ホメオパシーの効果はプラセボ効果と同一
ホメオパシー(同種療法)の臨床的有益性は、プラセボ(偽薬)効果と同じものに過ぎないとする研究が報告された。ホメオパシーとは、代替医療の一つで、疾患や症状をもたらす原因となる物質と同種の、自然界に存在する植物や鉱物、動物由来の物質(レメディー)を高度に希釈して少量投与し、人体のもつ自然治癒力を喚起させることによって治癒をもたらせる治療法である。
ホメオパシーは、英国、フランス、ドイツなどで盛んに用いられており、専門医は全世界で10万人、5億人が治療を受けているといわれる。レメディーは3,000種類以上あるが、実際に治療に用いられるのは、ヒ素、硝酸銀、トリカブト、ミツバチ、イカの墨、牛肉の腐敗した液など200〜300種類で、大部分が丸剤、錠剤、顆粒の経口薬として用いられる。
英医学誌「Lancet」8月27日号に掲載された研究報告では、英ブリストル大学社会医学部のPeter Juni博士らは、呼吸器感染症、手術、麻酔治療などの領域において、ホメオパシーによるプラセボ対照無作為化臨床試験110件と、従来の治療法を用いた臨床試験110件について、疾患および転帰の型をマッチさせ比較検討した。

== 練習問題 ==
a. 本文の内容を2文にまとめてください。
b. 本文について、次の問いに答えてください。
(i) ホメオパシーの専門医は全世界で何人いるといわれていますか。
(ii) 実際に治療に使われるレメディーは何種類ですか。
(iii) 研究報告は「Lancet」の何号に載りましたか。
本文に書かれていることだけを手がかりにしてください。

== 提示データ ==
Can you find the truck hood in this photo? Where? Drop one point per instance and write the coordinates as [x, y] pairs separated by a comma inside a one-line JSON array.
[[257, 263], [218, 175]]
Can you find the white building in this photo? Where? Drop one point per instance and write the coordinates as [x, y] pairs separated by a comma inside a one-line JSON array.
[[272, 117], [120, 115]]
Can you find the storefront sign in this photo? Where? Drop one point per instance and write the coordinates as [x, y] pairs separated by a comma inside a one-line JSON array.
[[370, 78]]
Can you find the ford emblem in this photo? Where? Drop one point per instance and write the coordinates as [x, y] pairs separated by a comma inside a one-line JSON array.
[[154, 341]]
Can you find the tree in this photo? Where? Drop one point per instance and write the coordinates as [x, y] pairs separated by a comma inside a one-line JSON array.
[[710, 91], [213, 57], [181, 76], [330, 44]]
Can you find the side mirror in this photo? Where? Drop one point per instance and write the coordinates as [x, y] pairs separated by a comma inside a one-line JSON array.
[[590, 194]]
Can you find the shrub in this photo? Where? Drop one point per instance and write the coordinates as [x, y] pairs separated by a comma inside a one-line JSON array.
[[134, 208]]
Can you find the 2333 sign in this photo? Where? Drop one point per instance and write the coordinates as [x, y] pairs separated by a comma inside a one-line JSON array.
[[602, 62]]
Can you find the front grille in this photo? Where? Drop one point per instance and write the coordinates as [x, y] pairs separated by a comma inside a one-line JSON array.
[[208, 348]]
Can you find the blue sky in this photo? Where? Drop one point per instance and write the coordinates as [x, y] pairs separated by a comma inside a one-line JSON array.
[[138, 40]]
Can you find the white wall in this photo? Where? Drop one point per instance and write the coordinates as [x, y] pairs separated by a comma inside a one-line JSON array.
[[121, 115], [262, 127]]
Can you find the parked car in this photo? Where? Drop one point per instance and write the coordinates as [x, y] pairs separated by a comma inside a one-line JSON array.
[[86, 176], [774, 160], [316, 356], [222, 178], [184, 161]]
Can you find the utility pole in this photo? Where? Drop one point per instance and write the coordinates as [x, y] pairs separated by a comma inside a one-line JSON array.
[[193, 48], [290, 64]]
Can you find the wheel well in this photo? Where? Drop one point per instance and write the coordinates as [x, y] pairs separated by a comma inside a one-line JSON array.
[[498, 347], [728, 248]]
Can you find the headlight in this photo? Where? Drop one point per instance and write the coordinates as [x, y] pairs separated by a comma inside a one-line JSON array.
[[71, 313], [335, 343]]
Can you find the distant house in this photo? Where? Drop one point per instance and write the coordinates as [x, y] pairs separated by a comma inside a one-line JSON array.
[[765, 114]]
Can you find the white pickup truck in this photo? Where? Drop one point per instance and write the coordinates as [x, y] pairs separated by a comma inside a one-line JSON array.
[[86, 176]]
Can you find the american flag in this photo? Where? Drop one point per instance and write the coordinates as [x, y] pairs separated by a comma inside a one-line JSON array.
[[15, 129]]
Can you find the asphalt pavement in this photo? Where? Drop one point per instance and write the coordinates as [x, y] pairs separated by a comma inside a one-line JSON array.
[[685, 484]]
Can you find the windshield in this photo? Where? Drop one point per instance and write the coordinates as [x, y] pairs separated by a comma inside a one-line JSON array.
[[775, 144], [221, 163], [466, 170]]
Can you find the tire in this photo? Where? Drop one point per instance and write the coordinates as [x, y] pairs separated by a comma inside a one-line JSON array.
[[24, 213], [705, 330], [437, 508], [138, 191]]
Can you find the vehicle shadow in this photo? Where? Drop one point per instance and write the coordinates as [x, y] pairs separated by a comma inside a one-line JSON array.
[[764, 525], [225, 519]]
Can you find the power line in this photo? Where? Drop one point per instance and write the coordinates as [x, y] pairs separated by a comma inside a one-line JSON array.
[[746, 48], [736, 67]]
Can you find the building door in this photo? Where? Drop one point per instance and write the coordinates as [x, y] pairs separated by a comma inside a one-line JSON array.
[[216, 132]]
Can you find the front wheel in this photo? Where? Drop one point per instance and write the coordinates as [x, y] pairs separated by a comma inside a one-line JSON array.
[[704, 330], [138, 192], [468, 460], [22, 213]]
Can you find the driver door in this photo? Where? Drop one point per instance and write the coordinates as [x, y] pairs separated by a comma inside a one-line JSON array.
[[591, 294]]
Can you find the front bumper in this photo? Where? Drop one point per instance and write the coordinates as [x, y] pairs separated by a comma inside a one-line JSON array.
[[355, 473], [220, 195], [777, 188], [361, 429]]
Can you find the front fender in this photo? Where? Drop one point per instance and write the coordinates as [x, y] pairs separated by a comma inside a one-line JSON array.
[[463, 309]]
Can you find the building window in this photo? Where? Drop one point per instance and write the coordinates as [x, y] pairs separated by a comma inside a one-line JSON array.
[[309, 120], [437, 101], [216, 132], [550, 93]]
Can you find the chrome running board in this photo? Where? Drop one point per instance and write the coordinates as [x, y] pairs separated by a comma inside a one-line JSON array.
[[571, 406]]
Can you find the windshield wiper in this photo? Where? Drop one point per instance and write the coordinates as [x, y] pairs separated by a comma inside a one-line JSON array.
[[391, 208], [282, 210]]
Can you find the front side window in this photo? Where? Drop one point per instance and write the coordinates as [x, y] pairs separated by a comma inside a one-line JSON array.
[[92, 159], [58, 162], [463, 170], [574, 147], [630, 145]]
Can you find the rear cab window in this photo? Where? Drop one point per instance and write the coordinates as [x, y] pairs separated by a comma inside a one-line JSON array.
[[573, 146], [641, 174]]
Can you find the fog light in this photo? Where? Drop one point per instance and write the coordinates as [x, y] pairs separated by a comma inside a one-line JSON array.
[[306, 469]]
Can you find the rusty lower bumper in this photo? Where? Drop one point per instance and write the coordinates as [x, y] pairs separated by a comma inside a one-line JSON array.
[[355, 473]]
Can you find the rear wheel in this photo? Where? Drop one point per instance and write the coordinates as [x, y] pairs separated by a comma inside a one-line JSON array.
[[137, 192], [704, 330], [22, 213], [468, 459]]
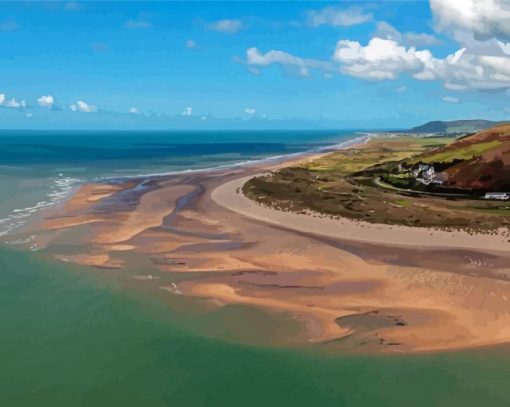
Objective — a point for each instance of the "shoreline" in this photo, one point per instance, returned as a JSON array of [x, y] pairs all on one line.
[[349, 286], [230, 196]]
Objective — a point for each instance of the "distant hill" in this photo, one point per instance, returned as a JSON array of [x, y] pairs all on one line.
[[457, 126], [477, 162]]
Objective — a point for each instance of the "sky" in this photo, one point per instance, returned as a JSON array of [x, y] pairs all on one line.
[[232, 65]]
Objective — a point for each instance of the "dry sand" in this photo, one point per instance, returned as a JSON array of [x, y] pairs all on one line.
[[360, 286]]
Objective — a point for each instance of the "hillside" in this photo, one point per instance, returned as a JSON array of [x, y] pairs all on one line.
[[457, 126], [477, 162]]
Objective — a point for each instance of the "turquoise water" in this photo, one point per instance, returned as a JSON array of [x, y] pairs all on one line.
[[71, 340], [40, 168]]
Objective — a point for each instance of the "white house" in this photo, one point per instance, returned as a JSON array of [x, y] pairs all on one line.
[[497, 195]]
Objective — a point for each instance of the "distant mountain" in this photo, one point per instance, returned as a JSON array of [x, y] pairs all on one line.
[[477, 162], [457, 126]]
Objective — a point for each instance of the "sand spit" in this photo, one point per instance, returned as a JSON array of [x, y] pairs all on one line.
[[377, 288]]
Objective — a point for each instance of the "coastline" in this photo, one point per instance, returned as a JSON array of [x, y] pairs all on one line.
[[349, 286]]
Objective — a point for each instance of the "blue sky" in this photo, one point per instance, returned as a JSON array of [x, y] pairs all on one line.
[[343, 64]]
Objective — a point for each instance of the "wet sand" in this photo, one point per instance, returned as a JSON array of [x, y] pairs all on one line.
[[366, 289]]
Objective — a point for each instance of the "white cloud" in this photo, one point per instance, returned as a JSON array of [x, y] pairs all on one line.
[[505, 47], [8, 25], [137, 24], [46, 101], [409, 38], [485, 18], [450, 99], [83, 107], [227, 26], [13, 103], [337, 17], [293, 65], [380, 59], [72, 6], [386, 60]]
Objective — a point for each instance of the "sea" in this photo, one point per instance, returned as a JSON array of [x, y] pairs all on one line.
[[73, 336]]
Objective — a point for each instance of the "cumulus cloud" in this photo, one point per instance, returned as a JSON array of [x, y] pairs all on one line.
[[450, 99], [337, 17], [13, 103], [480, 27], [227, 26], [409, 38], [8, 25], [191, 44], [83, 107], [46, 101], [72, 6], [485, 18], [292, 64]]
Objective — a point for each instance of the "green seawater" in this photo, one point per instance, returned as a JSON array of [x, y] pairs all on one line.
[[70, 339]]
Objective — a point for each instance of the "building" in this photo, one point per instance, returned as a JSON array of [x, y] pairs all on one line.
[[497, 195]]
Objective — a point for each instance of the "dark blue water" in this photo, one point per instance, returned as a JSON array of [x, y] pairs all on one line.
[[41, 168]]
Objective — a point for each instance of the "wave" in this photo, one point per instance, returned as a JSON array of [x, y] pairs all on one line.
[[59, 189], [365, 137]]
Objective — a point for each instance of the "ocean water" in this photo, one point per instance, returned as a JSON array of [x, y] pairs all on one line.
[[72, 336], [69, 339], [41, 168]]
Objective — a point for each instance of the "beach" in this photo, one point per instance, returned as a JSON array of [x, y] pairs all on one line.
[[351, 285]]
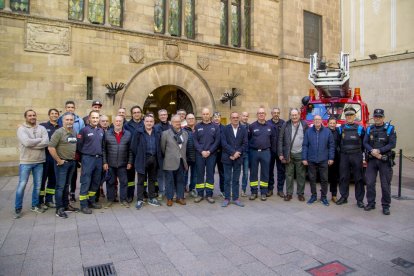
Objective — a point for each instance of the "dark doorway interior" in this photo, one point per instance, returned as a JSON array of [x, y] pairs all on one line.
[[167, 97]]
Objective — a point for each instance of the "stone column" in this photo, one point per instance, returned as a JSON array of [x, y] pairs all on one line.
[[7, 6], [106, 16], [86, 12]]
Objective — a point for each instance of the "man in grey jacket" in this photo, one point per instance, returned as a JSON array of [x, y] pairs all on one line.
[[290, 153], [33, 140], [117, 158], [174, 148]]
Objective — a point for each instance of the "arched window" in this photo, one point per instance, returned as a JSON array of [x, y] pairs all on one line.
[[76, 10], [239, 29], [20, 6], [97, 11], [174, 18], [173, 12], [159, 16]]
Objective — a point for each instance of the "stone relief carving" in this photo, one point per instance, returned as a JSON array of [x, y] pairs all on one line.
[[203, 62], [136, 55], [172, 51], [48, 38]]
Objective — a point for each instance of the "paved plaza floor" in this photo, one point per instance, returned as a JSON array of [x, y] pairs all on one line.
[[263, 238]]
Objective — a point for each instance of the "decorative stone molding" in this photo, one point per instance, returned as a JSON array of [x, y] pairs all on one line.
[[172, 50], [203, 62], [136, 55], [45, 38]]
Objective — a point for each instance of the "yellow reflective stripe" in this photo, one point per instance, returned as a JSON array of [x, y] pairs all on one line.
[[264, 184], [81, 197], [209, 186], [253, 184], [200, 186]]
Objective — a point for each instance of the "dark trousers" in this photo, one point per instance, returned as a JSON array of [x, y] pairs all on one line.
[[90, 179], [351, 162], [205, 166], [48, 191], [333, 175], [74, 179], [151, 174], [232, 179], [322, 168], [281, 174], [262, 159], [385, 171], [64, 175], [192, 171], [220, 170], [131, 183], [175, 180], [121, 174], [245, 176]]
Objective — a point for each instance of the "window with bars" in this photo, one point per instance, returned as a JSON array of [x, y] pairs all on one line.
[[238, 34], [312, 32], [169, 15], [96, 11], [22, 6]]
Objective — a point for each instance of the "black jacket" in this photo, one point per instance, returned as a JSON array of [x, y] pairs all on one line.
[[114, 154]]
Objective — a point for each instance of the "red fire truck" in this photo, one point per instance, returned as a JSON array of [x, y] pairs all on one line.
[[334, 93]]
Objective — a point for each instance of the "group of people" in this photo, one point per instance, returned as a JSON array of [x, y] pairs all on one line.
[[158, 160]]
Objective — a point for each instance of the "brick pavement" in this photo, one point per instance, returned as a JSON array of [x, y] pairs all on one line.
[[263, 238]]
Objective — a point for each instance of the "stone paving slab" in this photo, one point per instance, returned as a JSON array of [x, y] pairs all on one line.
[[263, 238]]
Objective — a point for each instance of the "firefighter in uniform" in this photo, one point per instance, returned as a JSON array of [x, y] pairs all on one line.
[[379, 141], [206, 141], [260, 135], [47, 194], [89, 145], [132, 126], [352, 136]]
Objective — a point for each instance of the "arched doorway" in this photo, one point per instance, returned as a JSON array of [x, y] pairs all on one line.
[[169, 97], [168, 74]]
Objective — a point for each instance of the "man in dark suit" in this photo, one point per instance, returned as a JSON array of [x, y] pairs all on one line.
[[234, 143], [174, 148]]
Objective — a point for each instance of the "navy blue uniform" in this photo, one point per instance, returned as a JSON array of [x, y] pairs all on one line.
[[232, 168], [351, 146], [260, 142], [383, 138], [274, 159], [90, 140], [46, 194], [206, 138], [132, 127]]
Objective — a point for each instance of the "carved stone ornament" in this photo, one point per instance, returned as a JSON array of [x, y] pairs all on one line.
[[203, 62], [51, 39], [136, 55], [172, 51]]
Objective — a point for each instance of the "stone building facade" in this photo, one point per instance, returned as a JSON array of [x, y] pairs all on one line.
[[379, 37], [48, 58]]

== 解答 ==
a. ホメオパシーは、自然界の物質を高度に薄めて少しだけ与え、体の自然治癒力を呼び起こして治す代替医療で、英国やフランス、ドイツなどでさかんに使われていますが、その臨床的な有益性はプラセボ効果と同じに過ぎないとする研究が報告されました。英医学誌「Lancet」に載ったこの研究では、ホメオパシーの臨床試験110件と従来の治療法の臨床試験110件について、疾患と転帰の型をそろえて比べています。

b.
(i) 10万人
(ii) 200〜300種類
(iii) 8月27日号